Start of Supplied passage

On AI technology and future of software

Roman Suzi
4 min readDec 30, 2023

The year 2023 became a year when large language models (LLMs) made their way into the lives of many people. It became clear that producing fluffy texts could mostly be done by machines, provided the topic had already been present in the huge text corpora used to teach the models.

Photo by Gabriella Clare Marino on Unsplash

Even some basic common-sense logic, it turned out, is already crystallized in such a pile of statistics. To the naked eye, it really feels like magic to get a page of text from a one- or two-sentence prompt. Software developers, judging by recent blog writings, are also deeply concerned because LLMs possess programming language ‘stats’ in their gigantic associative memories.

Who should be concerned?

In order to answer this question, we need to understand what software development is. Even if one has been in software development for decades, one can easily miss one of the most essential attributes of what software is. But first, in no particular order, let’s list the usual, non-exclusive reasons why people are engaged in the practice:

  • …earning money
  • …solving people’s problems
  • …having intellectual fun
  • …etc.

End of Supplied passage
Start of Supplied information

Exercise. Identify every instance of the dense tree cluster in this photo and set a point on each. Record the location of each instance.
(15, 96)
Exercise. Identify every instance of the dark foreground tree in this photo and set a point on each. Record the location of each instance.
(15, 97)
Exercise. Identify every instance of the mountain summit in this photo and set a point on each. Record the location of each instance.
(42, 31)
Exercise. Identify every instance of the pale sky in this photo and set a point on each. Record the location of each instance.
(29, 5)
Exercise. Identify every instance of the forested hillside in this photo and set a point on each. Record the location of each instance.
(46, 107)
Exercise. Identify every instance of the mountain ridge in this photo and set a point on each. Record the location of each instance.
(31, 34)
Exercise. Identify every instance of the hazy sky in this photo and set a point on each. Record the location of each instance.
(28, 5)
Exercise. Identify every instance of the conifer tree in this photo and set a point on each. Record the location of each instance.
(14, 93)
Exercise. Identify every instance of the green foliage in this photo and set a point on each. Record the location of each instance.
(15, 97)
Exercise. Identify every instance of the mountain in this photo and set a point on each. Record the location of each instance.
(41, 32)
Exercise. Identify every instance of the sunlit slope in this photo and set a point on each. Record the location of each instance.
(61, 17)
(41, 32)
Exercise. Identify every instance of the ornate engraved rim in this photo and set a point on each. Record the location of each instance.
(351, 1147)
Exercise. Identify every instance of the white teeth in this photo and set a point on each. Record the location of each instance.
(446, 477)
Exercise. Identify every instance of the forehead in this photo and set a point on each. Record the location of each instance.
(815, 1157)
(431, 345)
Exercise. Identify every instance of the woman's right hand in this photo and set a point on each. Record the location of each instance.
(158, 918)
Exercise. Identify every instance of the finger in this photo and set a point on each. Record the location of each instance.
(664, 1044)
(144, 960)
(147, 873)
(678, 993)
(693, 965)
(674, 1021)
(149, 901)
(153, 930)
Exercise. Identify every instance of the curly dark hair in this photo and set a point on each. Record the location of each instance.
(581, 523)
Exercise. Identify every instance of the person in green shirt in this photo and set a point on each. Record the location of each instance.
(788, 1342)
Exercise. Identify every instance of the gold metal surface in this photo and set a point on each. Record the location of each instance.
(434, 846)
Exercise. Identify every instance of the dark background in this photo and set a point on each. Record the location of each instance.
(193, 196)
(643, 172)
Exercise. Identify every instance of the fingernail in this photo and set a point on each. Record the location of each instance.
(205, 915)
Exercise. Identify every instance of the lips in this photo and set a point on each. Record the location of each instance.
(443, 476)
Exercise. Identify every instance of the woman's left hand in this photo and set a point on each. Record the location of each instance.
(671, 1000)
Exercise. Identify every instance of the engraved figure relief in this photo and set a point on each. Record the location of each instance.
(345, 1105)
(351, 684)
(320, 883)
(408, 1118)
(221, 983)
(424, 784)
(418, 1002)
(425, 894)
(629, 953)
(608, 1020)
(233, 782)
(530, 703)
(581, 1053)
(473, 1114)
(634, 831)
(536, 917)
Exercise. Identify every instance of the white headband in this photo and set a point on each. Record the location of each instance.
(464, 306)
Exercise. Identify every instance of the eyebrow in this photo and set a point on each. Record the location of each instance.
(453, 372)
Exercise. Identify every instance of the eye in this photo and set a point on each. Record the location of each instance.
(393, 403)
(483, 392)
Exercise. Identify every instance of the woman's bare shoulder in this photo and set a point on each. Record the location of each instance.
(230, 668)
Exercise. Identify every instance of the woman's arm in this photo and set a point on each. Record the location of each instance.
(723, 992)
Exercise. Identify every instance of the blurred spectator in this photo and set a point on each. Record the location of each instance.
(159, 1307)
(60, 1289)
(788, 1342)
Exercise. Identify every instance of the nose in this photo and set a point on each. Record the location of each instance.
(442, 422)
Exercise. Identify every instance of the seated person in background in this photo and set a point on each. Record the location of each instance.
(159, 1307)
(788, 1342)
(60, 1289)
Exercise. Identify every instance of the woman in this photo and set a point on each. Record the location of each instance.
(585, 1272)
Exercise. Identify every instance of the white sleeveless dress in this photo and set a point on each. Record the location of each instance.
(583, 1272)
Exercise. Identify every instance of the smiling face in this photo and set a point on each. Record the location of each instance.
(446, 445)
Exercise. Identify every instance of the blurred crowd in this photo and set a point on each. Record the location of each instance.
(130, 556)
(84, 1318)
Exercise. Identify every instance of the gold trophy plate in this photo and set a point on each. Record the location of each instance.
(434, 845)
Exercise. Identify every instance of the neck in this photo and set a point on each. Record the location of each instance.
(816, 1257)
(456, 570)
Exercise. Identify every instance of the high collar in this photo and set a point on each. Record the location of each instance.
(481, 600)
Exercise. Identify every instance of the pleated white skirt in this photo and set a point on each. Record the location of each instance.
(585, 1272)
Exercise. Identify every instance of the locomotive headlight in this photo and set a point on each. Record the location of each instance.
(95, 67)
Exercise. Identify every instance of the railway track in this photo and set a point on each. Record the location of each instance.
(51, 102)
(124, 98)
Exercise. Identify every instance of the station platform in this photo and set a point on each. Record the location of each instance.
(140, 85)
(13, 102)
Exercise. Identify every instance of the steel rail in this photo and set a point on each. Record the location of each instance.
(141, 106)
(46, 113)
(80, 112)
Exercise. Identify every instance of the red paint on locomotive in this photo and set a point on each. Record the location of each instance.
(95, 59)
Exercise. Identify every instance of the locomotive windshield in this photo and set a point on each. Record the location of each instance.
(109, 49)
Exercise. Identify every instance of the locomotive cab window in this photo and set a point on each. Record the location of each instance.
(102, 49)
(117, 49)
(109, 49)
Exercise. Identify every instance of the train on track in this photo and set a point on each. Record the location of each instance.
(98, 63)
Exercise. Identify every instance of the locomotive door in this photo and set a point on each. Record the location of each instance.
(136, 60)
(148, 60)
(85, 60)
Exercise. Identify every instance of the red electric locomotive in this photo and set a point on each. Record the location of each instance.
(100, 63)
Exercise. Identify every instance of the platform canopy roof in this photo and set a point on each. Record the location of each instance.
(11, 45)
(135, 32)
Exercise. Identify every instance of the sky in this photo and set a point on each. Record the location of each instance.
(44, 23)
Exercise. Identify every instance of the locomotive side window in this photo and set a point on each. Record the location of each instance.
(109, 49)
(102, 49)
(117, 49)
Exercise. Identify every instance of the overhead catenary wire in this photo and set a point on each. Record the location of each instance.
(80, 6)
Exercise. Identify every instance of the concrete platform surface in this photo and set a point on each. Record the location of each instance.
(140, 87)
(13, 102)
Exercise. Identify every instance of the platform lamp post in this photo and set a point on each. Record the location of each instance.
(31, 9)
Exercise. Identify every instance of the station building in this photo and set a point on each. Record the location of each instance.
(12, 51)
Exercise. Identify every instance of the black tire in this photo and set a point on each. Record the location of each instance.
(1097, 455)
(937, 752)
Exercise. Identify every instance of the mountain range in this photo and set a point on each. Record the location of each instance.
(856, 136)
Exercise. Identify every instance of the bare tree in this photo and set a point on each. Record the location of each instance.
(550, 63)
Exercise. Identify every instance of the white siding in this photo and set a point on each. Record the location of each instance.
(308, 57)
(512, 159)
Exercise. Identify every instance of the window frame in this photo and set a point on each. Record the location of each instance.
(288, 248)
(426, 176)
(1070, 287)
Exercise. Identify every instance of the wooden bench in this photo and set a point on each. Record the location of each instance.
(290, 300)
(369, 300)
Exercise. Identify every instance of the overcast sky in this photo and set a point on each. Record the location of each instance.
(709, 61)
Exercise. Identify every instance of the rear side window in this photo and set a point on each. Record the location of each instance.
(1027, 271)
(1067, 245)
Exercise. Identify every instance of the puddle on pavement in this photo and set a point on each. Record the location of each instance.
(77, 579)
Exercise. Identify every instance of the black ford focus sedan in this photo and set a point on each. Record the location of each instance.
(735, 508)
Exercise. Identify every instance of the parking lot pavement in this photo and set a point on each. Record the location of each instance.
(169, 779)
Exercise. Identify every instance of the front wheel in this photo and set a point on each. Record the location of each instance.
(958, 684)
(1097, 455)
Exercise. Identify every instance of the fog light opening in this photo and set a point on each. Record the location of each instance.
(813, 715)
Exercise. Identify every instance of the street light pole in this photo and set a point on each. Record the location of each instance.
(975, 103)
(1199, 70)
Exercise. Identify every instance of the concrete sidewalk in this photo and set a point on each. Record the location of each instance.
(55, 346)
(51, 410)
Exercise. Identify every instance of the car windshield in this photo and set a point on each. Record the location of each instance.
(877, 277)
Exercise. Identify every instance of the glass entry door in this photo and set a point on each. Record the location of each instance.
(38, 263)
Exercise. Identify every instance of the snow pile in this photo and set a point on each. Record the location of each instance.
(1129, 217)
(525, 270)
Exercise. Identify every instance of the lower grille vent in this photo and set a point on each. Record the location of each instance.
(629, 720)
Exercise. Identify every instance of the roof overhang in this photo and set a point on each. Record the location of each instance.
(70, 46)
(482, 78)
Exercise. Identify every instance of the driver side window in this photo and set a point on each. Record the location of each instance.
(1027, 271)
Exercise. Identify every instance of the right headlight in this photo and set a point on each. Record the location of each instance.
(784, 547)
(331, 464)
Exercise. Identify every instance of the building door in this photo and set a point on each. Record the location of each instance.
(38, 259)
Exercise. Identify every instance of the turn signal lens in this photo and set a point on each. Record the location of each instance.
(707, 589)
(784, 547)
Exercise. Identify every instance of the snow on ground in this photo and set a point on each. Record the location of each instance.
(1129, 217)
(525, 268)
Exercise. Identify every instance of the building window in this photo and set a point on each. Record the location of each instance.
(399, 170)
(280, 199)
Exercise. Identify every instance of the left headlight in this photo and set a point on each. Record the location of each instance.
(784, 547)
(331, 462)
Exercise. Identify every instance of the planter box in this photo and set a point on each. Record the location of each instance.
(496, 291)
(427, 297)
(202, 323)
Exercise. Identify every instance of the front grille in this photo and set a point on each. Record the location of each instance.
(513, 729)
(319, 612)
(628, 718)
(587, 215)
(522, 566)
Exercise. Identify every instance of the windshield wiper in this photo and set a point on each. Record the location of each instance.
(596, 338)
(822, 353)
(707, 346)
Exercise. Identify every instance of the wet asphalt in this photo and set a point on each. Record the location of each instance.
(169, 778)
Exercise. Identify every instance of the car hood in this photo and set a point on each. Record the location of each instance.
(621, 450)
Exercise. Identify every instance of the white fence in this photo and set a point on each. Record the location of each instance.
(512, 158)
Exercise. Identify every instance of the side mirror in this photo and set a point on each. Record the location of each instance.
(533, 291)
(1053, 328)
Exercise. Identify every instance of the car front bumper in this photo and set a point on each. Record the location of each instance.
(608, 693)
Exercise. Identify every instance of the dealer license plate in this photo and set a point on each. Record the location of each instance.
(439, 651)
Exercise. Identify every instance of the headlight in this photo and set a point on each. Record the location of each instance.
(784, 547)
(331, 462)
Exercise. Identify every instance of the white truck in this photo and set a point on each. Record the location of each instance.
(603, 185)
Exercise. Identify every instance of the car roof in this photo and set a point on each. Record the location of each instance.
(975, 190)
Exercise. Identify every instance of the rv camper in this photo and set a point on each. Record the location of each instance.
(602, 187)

End of Supplied information

--- Exercises ---
(A) In the essay on AI and software, which year is named as the one when large language models made their way into many people's lives?
(B) Go on with the essay on AI and software from the point where it stops.
The entries have no connection to the essay on AI and software.

--- Task-by-task answers ---
(A) 2023

(B)
From this, we see that software is usually not the goal, but one of the means to achieve something else. After getting clear on the ‘why,’ we better move to the ‘what’ and ‘how.’ Here is where the very common misconception lies, and there have been many attempts to debunk it. I do not want to list the misconceptions here and will go straight into discussing one often forgotten attribute of software, which is also key to understanding the kind of ‘danger’ AI brings to developers.

Software is about knowledge

For simplicity, let’s take a look at the DIKW (Data, Information, Knowledge, Wisdom) hierarchy. In short, if an LLM can write you a piece of software, it means that the LLM already possesses the knowledge needed for that, because humanity already had that knowledge, albeit buried in some obscure (or not so obscure) places.

The whole software industry produces a lot of code duplication for many reasons. Now we have a new kind of search engine, which helps us find what is already known. This means that there will be less mindless development, right?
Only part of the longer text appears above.